**EXERCISE**
Render everything from the line containing "form: x=201 y=291." down to the line containing "x=389 y=292" in the records below as a Markdown table with the columns Row and Line. Give each line a row number, and leave out blank lines.

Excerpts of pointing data
--- Start ---

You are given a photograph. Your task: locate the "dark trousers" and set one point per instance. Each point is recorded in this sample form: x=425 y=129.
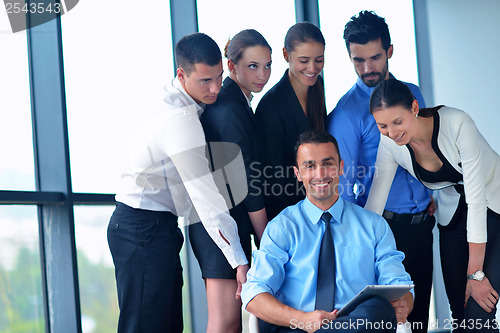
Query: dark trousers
x=415 y=241
x=145 y=246
x=375 y=314
x=454 y=260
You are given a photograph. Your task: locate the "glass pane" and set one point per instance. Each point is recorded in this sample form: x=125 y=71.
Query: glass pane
x=17 y=168
x=99 y=302
x=339 y=71
x=260 y=15
x=21 y=297
x=117 y=61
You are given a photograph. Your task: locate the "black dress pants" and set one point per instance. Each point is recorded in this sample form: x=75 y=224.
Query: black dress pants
x=454 y=260
x=145 y=246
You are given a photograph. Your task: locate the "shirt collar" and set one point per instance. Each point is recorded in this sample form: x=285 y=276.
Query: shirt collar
x=189 y=100
x=368 y=90
x=314 y=213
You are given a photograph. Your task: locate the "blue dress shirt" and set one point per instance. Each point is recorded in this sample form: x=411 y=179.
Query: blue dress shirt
x=358 y=136
x=286 y=264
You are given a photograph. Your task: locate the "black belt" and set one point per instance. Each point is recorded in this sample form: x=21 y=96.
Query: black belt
x=406 y=218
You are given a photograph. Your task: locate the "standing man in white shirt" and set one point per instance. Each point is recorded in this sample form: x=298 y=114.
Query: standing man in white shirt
x=168 y=176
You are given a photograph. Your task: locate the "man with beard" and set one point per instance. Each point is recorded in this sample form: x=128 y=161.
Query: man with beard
x=409 y=207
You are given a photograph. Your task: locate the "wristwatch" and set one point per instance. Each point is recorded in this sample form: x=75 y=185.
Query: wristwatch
x=478 y=276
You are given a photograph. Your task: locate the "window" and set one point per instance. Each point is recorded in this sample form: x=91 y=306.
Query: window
x=117 y=61
x=16 y=150
x=21 y=297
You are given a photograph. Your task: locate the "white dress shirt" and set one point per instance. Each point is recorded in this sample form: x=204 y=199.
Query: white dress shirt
x=168 y=171
x=468 y=152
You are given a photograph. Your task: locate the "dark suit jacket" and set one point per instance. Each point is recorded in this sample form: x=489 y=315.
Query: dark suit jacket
x=282 y=120
x=230 y=119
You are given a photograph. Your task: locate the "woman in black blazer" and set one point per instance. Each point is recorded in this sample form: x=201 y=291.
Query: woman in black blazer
x=295 y=104
x=231 y=120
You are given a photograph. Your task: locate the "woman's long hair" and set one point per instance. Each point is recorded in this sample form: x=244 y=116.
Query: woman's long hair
x=315 y=108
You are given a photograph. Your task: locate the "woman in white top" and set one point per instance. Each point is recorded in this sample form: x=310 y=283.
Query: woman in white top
x=442 y=148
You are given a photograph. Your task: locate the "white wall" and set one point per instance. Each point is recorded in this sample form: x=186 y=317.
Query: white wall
x=464 y=54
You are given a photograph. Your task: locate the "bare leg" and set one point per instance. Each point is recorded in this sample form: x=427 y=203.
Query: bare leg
x=224 y=311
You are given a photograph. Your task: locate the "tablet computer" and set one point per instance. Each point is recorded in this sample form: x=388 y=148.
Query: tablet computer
x=389 y=292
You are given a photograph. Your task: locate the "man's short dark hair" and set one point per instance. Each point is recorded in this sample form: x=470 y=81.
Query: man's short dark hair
x=315 y=136
x=366 y=27
x=196 y=48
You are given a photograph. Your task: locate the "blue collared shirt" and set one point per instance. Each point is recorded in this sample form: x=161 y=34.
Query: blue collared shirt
x=286 y=264
x=358 y=136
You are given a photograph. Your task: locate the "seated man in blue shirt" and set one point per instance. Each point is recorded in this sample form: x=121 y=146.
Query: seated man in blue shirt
x=282 y=285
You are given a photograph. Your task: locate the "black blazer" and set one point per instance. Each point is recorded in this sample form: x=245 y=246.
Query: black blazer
x=282 y=120
x=230 y=119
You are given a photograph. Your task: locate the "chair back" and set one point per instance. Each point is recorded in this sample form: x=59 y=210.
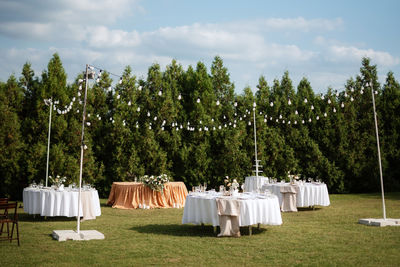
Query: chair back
x=10 y=208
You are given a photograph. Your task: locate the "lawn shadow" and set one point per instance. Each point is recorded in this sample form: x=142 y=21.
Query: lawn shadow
x=305 y=209
x=389 y=195
x=24 y=217
x=188 y=230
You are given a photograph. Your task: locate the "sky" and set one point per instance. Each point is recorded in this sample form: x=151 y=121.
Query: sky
x=323 y=41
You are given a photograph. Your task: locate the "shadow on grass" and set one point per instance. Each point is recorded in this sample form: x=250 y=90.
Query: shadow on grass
x=24 y=217
x=189 y=230
x=390 y=195
x=305 y=209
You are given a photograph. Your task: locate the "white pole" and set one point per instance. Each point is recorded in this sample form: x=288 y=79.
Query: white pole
x=255 y=138
x=379 y=152
x=48 y=142
x=82 y=148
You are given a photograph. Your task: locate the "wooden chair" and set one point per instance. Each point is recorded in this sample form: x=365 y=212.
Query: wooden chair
x=8 y=218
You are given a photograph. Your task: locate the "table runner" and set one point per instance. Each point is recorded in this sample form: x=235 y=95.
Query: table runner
x=309 y=194
x=133 y=195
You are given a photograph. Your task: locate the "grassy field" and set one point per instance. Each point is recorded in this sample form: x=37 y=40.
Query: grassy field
x=328 y=236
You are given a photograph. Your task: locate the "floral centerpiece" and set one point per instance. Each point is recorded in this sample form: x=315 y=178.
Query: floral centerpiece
x=233 y=186
x=156 y=183
x=293 y=177
x=57 y=180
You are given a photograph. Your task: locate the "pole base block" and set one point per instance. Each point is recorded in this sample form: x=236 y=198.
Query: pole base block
x=380 y=222
x=64 y=235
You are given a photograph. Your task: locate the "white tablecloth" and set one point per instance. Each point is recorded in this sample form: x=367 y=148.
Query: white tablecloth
x=309 y=194
x=51 y=203
x=252 y=183
x=254 y=209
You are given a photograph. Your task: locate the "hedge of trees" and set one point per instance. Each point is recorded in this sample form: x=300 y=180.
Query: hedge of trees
x=140 y=126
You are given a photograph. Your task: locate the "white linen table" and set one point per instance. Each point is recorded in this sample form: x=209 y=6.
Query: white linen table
x=252 y=183
x=254 y=208
x=48 y=202
x=309 y=194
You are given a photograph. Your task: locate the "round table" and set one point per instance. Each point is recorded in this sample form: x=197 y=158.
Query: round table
x=133 y=195
x=50 y=202
x=201 y=208
x=308 y=194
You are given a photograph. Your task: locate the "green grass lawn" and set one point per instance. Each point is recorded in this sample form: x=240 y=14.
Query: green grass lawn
x=328 y=236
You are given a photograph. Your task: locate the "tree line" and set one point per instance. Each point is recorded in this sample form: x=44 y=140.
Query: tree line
x=170 y=123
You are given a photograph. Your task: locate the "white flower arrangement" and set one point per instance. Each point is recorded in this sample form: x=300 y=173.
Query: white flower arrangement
x=156 y=183
x=234 y=184
x=57 y=180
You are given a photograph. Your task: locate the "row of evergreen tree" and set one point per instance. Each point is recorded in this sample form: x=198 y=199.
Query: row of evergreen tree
x=141 y=126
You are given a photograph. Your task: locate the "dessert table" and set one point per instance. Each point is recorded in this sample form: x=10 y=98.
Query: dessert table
x=201 y=208
x=50 y=202
x=133 y=195
x=308 y=194
x=252 y=183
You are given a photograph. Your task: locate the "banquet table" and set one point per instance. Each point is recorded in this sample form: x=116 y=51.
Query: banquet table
x=201 y=208
x=133 y=195
x=252 y=183
x=50 y=202
x=308 y=194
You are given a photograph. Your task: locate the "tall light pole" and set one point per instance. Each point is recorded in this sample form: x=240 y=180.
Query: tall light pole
x=379 y=150
x=255 y=140
x=82 y=149
x=48 y=102
x=384 y=221
x=63 y=235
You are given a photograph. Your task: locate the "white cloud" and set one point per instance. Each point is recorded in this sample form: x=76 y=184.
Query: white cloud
x=346 y=53
x=302 y=24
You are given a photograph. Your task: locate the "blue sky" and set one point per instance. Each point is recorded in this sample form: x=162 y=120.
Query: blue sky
x=321 y=40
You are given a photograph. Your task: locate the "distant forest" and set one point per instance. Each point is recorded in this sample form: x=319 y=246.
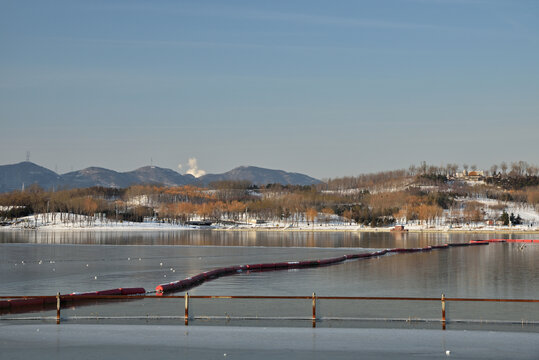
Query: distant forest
x=418 y=193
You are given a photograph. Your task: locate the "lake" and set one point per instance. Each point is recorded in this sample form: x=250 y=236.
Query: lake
x=43 y=263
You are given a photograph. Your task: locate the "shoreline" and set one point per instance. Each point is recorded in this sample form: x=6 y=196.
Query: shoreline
x=269 y=229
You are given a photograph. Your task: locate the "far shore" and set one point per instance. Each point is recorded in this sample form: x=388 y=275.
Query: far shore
x=135 y=227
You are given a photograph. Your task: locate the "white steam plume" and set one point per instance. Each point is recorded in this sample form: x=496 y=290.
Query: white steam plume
x=193 y=168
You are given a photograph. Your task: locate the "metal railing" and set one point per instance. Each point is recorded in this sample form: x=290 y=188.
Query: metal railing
x=314 y=298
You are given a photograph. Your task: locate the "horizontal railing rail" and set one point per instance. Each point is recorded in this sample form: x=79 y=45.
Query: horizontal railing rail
x=74 y=298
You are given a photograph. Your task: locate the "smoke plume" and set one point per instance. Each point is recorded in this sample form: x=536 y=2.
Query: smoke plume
x=193 y=168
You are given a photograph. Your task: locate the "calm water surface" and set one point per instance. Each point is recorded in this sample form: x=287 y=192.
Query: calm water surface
x=43 y=263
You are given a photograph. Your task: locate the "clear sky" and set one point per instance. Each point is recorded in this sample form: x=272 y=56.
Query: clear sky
x=327 y=88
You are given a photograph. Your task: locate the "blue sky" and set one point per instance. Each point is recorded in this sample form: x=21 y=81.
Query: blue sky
x=328 y=88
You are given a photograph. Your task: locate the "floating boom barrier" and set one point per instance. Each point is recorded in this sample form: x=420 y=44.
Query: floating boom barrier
x=21 y=303
x=190 y=282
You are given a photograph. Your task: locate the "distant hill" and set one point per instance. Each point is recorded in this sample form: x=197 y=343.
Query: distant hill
x=157 y=175
x=95 y=176
x=260 y=176
x=12 y=177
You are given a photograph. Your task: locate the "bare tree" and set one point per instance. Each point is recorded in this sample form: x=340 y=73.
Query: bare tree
x=503 y=166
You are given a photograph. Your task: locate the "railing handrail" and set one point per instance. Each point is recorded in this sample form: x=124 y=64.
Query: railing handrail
x=276 y=297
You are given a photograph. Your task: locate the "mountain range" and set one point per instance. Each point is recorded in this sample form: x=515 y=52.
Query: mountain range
x=15 y=176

--- End ---

**WRITTEN ANSWER**
| Row | Line |
|---|---|
| 1 | You are given a photograph. Your task: locate the "woman in black blazer" and set one point per instance. Each point is recorded in this sample form: x=201 y=291. |
| 2 | Query: woman in black blazer |
| 3 | x=295 y=104 |
| 4 | x=231 y=120 |
| 5 | You are given a photograph. Your task: locate the "woman's long hair" and set one point per instance. Each point is recorded in this sample form: x=244 y=116. |
| 6 | Query: woman's long hair |
| 7 | x=315 y=108 |
| 8 | You are given a photograph. Your task: locate the "woman in white top" and set one point per instance. Each point is recorded in this sample form: x=310 y=283. |
| 9 | Query: woman in white top |
| 10 | x=442 y=148 |
| 11 | You are given a photograph. Your task: locate the "white wall" and set one point per instance. Each point is recorded in this sample form: x=186 y=317. |
| 12 | Query: white wall |
| 13 | x=464 y=54 |
| 14 | You are given a photograph. Your task: locate the "bare leg" and set one point per instance. Each point is recorded in this sample form: x=427 y=203. |
| 15 | Query: bare leg |
| 16 | x=224 y=311 |
| 17 | You are given a photograph. Your task: locate the "tablet computer" and set one point per instance. Each point is recorded in this sample form: x=388 y=148. |
| 18 | Query: tablet computer |
| 19 | x=389 y=292 |